### Tasks to complete
1. Answer these questions from the commit notice:
(a) What is the new revision number?
(b) Which test file does the change implement?
(c) Under the AvoidConcat comment, what gets printed between the two tokens when the function returns true?
2. Some lines in the commit notice begin with a field name followed by a colon. List every distinct field name of this kind.

### Passage
--- begin ---
[cfe-commits] r38767 - in /cfe/cfe/trunk: Driver/PrintPreprocessedOutput.cpp README.txt
sabre at cs.uiuc.edu
sabre at cs.uiuc.edu
Wed Jul 11 09:24:27 PDT 2007
Author: sabre
Date: Wed Jul 11 11:24:27 2007
New Revision: 38767
URL: http://llvm.org/viewvc/llvm-project?rev=38767&view=rev
Log:
Implement paste avoidance, implementing Preprocessor/output_paste_avoid.c
Modified:
cfe/cfe/trunk/Driver/PrintPreprocessedOutput.cpp
cfe/cfe/trunk/README.txt
Modified: cfe/cfe/trunk/Driver/PrintPreprocessedOutput.cpp
URL: http://llvm.org/viewvc/llvm-project/cfe/cfe/trunk/Driver/PrintPreprocessedOutput.cpp?rev=38767&r1=38766&r2=38767&view=diff
==============================================================================
--- cfe/cfe/trunk/Driver/PrintPreprocessedOutput.cpp (original)
+++ cfe/cfe/trunk/Driver/PrintPreprocessedOutput.cpp Wed Jul 11 11:24:27 2007
@@ -266,12 +266,101 @@
};
} // end anonymous namespace
+/// AvoidConcat - If printing PrevTok immediately followed by Tok would cause
+/// the two individual tokens to be lexed as a single token, return true (which
+/// causes a space to be printed between them). This allows the output of -E
+/// mode to be lexed to the same token stream as lexing the input directly
+/// would.
--- end ---
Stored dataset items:
--- begin ---
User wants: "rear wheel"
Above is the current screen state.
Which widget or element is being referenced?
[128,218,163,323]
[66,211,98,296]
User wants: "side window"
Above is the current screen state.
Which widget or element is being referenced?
--- end ---
### Responses
1.
(a) 38767
(b) Preprocessor/output_paste_avoid.c
(c) A space

2.
Author
Date
New Revision
URL
Log
Modified